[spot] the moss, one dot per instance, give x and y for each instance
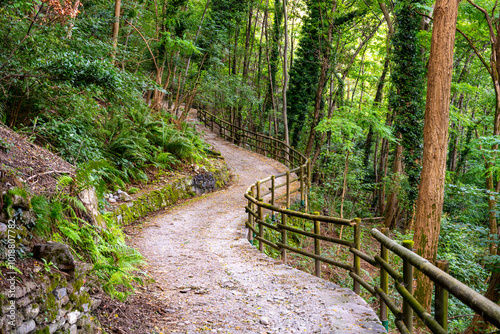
(43, 331)
(79, 299)
(50, 307)
(56, 280)
(158, 199)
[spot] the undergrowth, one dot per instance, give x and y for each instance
(61, 218)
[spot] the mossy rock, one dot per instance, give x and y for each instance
(45, 330)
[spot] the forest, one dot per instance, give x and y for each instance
(395, 131)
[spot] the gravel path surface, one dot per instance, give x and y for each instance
(219, 283)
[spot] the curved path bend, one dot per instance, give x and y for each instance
(216, 282)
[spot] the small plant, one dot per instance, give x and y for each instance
(5, 146)
(47, 266)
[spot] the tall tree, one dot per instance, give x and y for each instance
(431, 192)
(406, 101)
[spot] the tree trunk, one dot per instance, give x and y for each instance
(431, 192)
(285, 72)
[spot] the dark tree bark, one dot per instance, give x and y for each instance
(431, 194)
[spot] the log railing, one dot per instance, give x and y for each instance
(277, 218)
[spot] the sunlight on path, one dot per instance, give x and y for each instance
(216, 282)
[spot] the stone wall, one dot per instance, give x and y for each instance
(186, 187)
(52, 297)
(51, 302)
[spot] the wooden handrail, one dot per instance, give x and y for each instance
(403, 282)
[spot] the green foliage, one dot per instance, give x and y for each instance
(407, 96)
(114, 263)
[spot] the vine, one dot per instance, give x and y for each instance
(407, 98)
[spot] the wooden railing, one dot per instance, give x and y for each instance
(276, 220)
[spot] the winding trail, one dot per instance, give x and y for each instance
(217, 282)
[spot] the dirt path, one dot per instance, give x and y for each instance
(215, 281)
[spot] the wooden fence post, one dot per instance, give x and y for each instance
(408, 283)
(288, 189)
(384, 282)
(250, 217)
(302, 203)
(284, 238)
(317, 246)
(273, 189)
(441, 299)
(260, 219)
(357, 245)
(308, 184)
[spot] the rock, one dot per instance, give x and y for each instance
(73, 317)
(125, 197)
(55, 326)
(89, 199)
(22, 302)
(26, 327)
(94, 303)
(31, 311)
(85, 307)
(64, 300)
(30, 286)
(57, 253)
(20, 202)
(60, 293)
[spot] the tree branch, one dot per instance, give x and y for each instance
(145, 41)
(476, 51)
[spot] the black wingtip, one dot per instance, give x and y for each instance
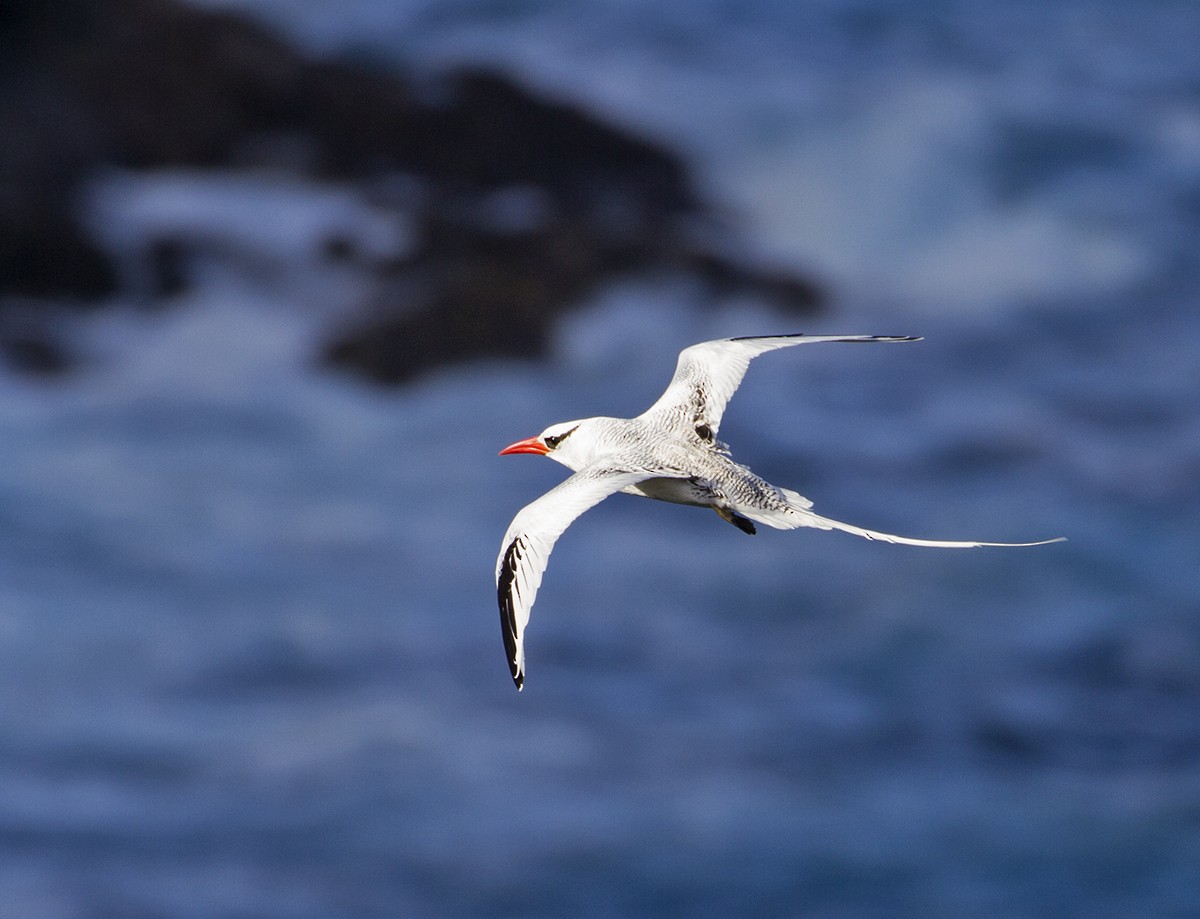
(508, 618)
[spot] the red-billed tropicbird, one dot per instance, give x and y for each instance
(669, 452)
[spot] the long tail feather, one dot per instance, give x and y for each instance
(799, 514)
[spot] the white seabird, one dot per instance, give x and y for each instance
(669, 452)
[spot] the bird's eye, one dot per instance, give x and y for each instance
(553, 440)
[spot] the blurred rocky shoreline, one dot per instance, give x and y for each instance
(520, 205)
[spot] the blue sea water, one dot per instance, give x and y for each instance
(250, 660)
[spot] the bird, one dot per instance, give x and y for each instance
(669, 452)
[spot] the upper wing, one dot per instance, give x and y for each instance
(531, 539)
(709, 373)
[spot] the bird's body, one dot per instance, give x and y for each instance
(670, 452)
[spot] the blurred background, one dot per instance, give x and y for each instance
(277, 281)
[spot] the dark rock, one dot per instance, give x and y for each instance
(138, 84)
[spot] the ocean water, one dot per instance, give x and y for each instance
(250, 661)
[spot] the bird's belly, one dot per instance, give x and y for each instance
(676, 491)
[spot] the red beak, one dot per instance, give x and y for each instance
(529, 445)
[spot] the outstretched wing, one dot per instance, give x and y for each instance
(529, 540)
(709, 373)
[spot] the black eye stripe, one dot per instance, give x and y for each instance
(556, 439)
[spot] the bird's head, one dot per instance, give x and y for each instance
(569, 443)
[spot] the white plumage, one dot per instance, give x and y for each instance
(669, 452)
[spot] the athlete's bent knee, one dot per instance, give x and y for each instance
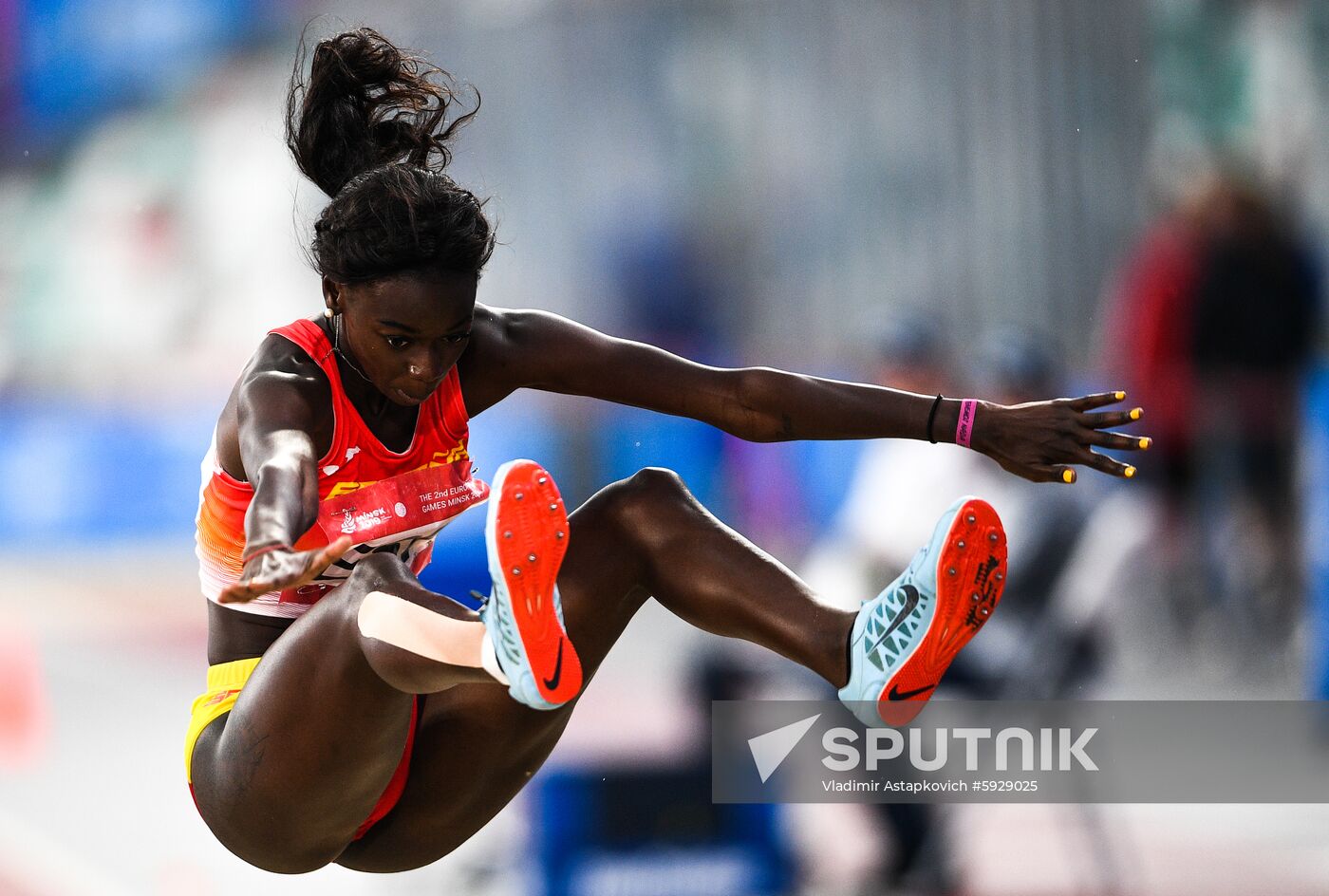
(637, 501)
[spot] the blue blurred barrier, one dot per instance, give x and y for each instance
(77, 60)
(633, 439)
(651, 832)
(1316, 501)
(95, 475)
------------------------------------
> WHAT YOU ARE ASKED TO DO
Your answer should copy the listing word for word, with no pictures in it.

> WRITTEN REPLY
[spot] the moss, one dot per instance, give x and y for each instance
(43, 331)
(79, 299)
(50, 307)
(56, 280)
(158, 199)
[spot] the undergrowth, one dot per instance, give x and y for each instance
(61, 218)
[spot] the mossy rock, one dot per instance, give x and y for each instance
(45, 330)
[spot] the forest, one dot per instance, give x and y for each instance
(395, 131)
[spot] the gravel path surface, one dot per instance, give x and y for each instance
(219, 283)
[spot] the curved path bend, one dot per instance, give x and y for each instance
(216, 282)
[spot] the small plant, one dot per instance, give x and y for each instance
(5, 146)
(47, 266)
[spot] the tall tree, one dot per instance, give x and y for each instance
(431, 192)
(406, 101)
[spot] the tree trunk, one dot per instance, give x and y for each instance
(431, 192)
(285, 72)
[spot] the dark tree bark, one dot per instance, give x and y for each instance
(431, 194)
[spot] the log railing, one dot per instance, give x and y for each instance
(277, 218)
[spot] the sunlight on path, one dot per instance, give x and y for each instance
(216, 282)
[spot] the stone wall, one dot per instance, give x and y for each instance
(186, 187)
(52, 297)
(51, 302)
[spot] the wooden handrail, one dot per instance, give x and y for each instance
(403, 282)
[spot] the green foliage, one dot per instance, give x and y for each instance
(407, 96)
(114, 263)
[spot] the vine, one dot per instance, give x and y for each instance
(407, 98)
[spot] the wooden railing, one dot per instance, give x and y for each instance
(276, 220)
[spot] the winding trail, one dot per instance, give x and y for each instance
(217, 282)
[spot] the dirt path, one dot per instance, give x and y for each instance
(215, 281)
[spot] the wooden fence post, one dot per instance, give x and y for each instance
(408, 283)
(288, 189)
(384, 282)
(250, 217)
(302, 203)
(284, 238)
(317, 246)
(273, 189)
(441, 299)
(260, 219)
(357, 245)
(308, 184)
[spot] the rock, one dot per instance, give x and y for each instance
(73, 317)
(125, 197)
(55, 326)
(89, 199)
(22, 302)
(26, 327)
(94, 303)
(31, 311)
(85, 307)
(64, 300)
(30, 286)
(57, 253)
(20, 202)
(60, 293)
[spot] the tree branch, one dot per instance, give x and y for each instance
(145, 41)
(476, 51)
[spot] the black wingtip, one dot per instance, give x and y for each instance
(508, 618)
[spot] the red-billed tropicbird, one dot per instance, give x and y for each instance
(669, 452)
[spot] the long tail feather, one dot per instance, give x and y for each instance
(799, 514)
[spot] the white seabird, one dot per instance, give x and y for each instance
(669, 452)
[spot] the bird's eye, one dot per instance, give x and y for each instance
(553, 440)
[spot] the blurred rocky shoreline, one dot per instance, give x and y for each instance
(520, 205)
[spot] the blue sea water, one dot per instance, give x and y for each instance
(250, 660)
[spot] the bird, one dot per instance, give x and y for each instance
(669, 452)
[spot] the upper wing, one dot per instance, give x and y for each instance
(531, 539)
(709, 373)
[spot] the bird's body, one dot per instance, give x and y for each instance
(670, 452)
[spot] the blurred background, one dot per instance, give x and y for each instance
(277, 281)
[spot] the dark rock, one dot per instance, give x and y for each instance
(138, 84)
[spot] the ocean water, one dot per instance, give x and y for each instance
(250, 661)
[spot] the bird's belly, one dot per instance, give x and y for each instance
(676, 491)
[spot] the red beak, one dot per instance, give x and y for each instance
(529, 445)
[spot] the outstretched wing, one dot per instance, give x and y for each instance
(529, 540)
(709, 373)
[spot] the black eye stripe, one dot per instance, give x and y for each instance
(556, 439)
[spot] the bird's head, one dot per instance, give x and y for each instance
(569, 443)
[spot] the white plumage, one dot per instance, give x and y for each instance
(669, 452)
[spot] the athlete's bent knee, one dot per instance, give x and y for each instance
(637, 501)
[spot] the blue blurred barrier, one dot per instance, give x and y for each instance
(77, 60)
(633, 439)
(651, 832)
(1316, 501)
(95, 475)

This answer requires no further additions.